# Your objective
From the data below, copy each line that contains the string "child". Case matters when matching.
[Start of Extracted information]
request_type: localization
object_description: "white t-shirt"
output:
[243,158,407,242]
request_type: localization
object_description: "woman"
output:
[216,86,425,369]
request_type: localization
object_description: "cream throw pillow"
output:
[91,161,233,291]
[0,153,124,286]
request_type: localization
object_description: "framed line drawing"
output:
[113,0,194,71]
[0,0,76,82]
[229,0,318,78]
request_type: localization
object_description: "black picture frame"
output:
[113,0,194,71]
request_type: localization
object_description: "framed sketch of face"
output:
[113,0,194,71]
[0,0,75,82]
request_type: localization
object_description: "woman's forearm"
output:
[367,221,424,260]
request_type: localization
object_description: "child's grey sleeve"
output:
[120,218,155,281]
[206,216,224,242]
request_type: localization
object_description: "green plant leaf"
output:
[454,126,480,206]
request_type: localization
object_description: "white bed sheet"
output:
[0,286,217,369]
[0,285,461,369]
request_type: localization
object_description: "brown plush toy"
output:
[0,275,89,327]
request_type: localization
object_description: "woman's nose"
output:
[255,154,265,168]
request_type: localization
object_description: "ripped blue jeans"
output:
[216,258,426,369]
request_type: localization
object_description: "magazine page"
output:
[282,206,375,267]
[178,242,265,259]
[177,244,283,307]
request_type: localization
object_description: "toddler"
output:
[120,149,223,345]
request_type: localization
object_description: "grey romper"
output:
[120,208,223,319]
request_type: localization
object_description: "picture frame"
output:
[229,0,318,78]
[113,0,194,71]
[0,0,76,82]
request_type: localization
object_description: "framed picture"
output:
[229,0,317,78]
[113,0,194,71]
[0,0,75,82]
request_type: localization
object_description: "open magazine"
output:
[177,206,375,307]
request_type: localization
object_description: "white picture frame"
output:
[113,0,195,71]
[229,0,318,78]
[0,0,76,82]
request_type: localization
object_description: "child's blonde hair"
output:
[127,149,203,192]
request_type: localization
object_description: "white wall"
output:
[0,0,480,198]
[End of Extracted information]
# Result of the task
object_description: "child's grey sleeve"
object_description: "child's blonde hair"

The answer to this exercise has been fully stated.